[START EXCERPTED RECORDS]

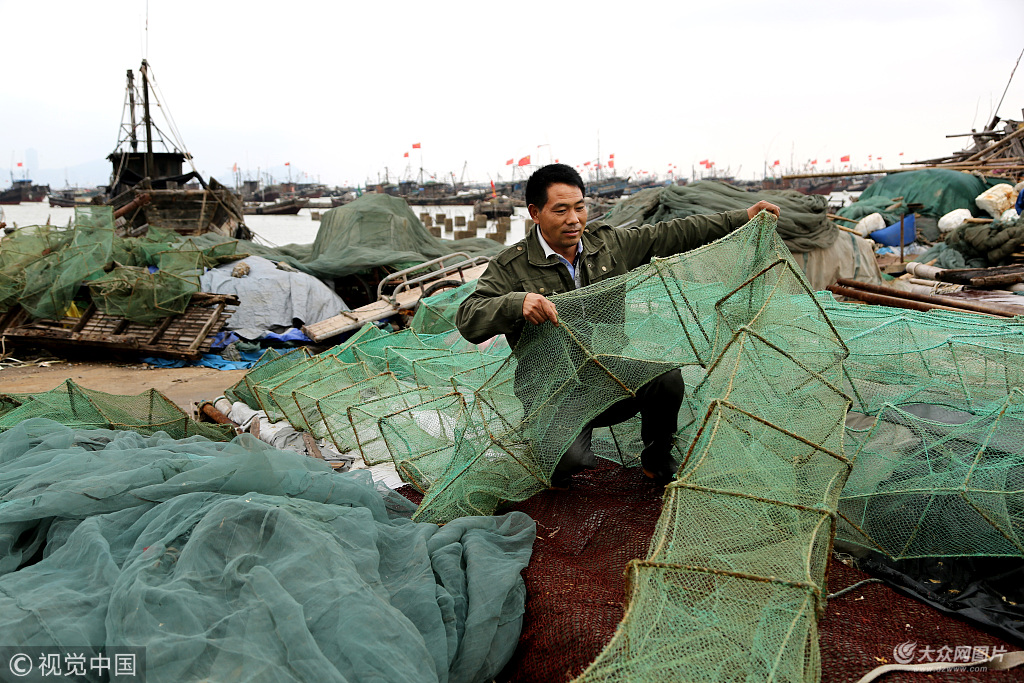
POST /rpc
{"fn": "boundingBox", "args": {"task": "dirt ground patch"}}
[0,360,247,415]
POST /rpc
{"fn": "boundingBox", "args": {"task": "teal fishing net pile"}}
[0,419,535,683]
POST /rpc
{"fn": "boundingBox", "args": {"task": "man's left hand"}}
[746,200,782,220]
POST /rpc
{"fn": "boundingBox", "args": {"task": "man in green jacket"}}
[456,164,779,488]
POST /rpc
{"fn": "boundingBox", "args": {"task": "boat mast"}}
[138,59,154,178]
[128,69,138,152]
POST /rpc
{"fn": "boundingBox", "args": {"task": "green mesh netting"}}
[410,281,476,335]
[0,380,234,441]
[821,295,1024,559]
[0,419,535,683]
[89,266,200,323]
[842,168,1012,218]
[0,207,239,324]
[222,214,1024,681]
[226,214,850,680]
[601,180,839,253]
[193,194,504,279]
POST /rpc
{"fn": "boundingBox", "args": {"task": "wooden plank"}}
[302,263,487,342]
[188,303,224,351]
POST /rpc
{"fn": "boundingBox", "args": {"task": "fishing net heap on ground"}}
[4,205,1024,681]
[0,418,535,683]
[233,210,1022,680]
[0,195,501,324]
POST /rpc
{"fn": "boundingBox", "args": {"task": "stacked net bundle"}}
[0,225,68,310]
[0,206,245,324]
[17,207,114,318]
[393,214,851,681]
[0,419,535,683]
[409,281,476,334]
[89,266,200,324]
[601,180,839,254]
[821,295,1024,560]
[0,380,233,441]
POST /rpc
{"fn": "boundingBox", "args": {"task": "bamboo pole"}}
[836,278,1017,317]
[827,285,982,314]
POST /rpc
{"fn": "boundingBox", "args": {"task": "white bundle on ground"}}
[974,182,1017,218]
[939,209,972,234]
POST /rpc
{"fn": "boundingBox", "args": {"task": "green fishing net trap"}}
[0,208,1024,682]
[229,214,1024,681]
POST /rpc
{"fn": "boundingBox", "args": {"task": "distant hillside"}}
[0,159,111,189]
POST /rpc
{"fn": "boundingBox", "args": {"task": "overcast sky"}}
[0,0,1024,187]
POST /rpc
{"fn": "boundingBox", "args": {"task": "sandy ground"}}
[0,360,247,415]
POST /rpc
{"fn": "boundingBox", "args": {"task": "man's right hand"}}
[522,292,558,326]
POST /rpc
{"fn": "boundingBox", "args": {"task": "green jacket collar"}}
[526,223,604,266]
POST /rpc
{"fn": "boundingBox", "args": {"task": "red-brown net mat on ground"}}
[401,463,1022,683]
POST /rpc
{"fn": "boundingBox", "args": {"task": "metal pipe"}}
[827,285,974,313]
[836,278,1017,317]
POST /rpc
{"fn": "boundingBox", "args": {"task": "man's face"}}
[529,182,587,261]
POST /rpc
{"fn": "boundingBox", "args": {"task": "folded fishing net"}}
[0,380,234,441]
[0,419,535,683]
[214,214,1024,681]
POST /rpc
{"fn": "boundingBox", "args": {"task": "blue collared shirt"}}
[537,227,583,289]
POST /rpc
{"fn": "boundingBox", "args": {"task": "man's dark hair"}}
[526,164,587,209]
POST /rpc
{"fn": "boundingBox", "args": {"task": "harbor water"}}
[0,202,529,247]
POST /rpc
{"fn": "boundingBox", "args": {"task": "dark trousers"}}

[END EXCERPTED RECORDS]

# EXERCISE GOAL
Reproduce the listing from its start through the line that contains "[0,195,501,324]", both ends included, with 63 added to every bounding-box coordinate in the answers. Include the requests in that stretch, and omit the pictures.

# SOLUTION TO THIS PROBLEM
POST /rpc
{"fn": "boundingBox", "args": {"task": "dirt ground patch"}}
[63,423,310,478]
POST /rpc
{"fn": "boundingBox", "args": {"task": "teal fishing net pile"}}
[63,482,598,746]
POST /rpc
{"fn": "boundingBox", "args": {"task": "man's left hand"}}
[809,263,845,283]
POST /rpc
{"fn": "boundingBox", "args": {"task": "man in green jacket"}}
[519,227,842,551]
POST /rpc
{"fn": "boundingBox", "args": {"task": "boat mast"}}
[201,122,217,241]
[191,132,201,215]
POST /rpc
{"fn": "boundingBox", "args": {"task": "green mesh netting"}}
[473,344,539,398]
[63,443,297,504]
[884,358,1087,622]
[63,482,598,746]
[152,329,263,386]
[905,231,1075,281]
[63,270,302,387]
[285,277,1087,744]
[289,277,913,743]
[664,243,902,316]
[256,257,567,342]
POST /rpc
{"fn": "boundingBox", "args": {"task": "wooden plank"}}
[365,326,550,405]
[251,366,287,414]
POST /rpc
{"fn": "boundingBox", "args": {"task": "fishing net heap on ground"}}
[67,268,1087,744]
[63,481,598,746]
[296,273,1085,743]
[63,258,564,387]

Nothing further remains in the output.